Task details: In the England Knights text, who is the top point-scorer and how many points did he score?
>> start Extracted text
England Knights

Team information
- Nickname: The Knights
- Governing body: Rugby Football League
- Region: Europe
- Head coach: Paul Anderson
- Captain: TBA
- Most caps: Jodie Broughton (5)
- Top try-scorer: Jodie Broughton (6)
- Top point-scorer: Luke Gale (28)

Team results
- First international
- Knights 38–18 France (15 October 2011)
- Biggest win
- Knights 62–4 Ireland (16 June 2012)

= England Knights =

Rugby league team of England

England Knights is the feeder team for the England national rugby league team. The Knights play a key role in the development of emerging talent, allowing players to gain experience in an international environment and to compete for a place in the England first team.
>> end Extracted text
>> start Dataset
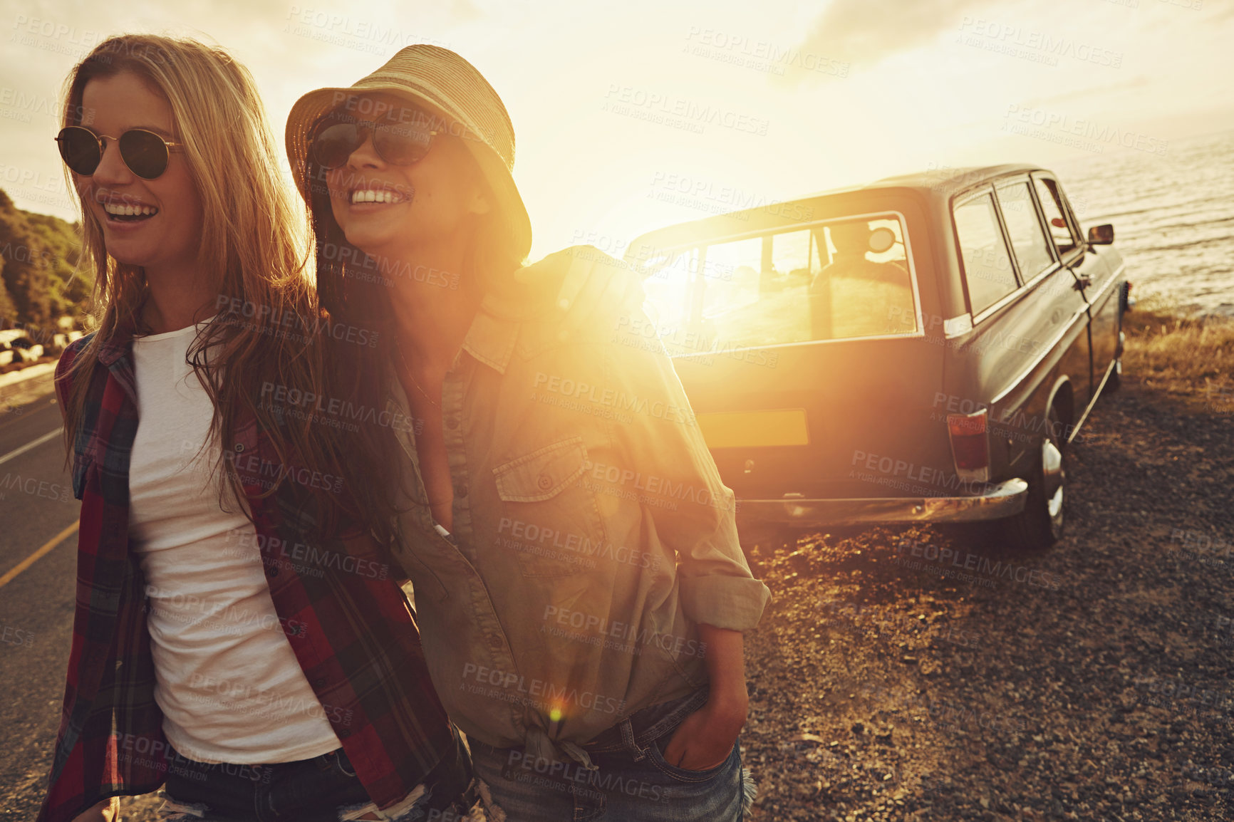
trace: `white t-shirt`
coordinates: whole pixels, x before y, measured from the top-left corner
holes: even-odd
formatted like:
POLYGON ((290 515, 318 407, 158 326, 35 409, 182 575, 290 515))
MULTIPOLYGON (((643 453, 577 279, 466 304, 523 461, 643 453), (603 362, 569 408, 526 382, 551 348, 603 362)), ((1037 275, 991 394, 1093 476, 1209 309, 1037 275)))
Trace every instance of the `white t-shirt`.
POLYGON ((201 449, 213 406, 185 362, 201 327, 133 338, 128 532, 151 601, 154 701, 190 759, 308 759, 342 743, 279 623, 253 523, 220 507, 218 446, 201 449))

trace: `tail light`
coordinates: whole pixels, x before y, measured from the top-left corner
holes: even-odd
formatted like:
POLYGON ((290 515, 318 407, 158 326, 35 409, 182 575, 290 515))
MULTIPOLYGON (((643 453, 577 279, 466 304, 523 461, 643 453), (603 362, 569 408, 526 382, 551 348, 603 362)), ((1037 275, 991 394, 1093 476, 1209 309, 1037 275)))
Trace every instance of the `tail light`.
POLYGON ((986 410, 976 413, 946 415, 946 432, 951 436, 955 473, 961 480, 990 480, 990 441, 986 437, 986 410))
>> end Dataset
Answer for this exercise: Luke Gale, with 28 points.